> _What needs to be done_
An exact, complete copy of the entries that follow is needed.

> _Data supplied_
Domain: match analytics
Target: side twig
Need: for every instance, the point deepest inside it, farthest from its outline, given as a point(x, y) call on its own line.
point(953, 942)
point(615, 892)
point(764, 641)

> _Final answer_
Domain: match analytics
Target: side twig
Need: for every instance, the point deepest inside it, farthest from its outline, given as a point(x, y) call on its own line.
point(953, 942)
point(615, 892)
point(764, 641)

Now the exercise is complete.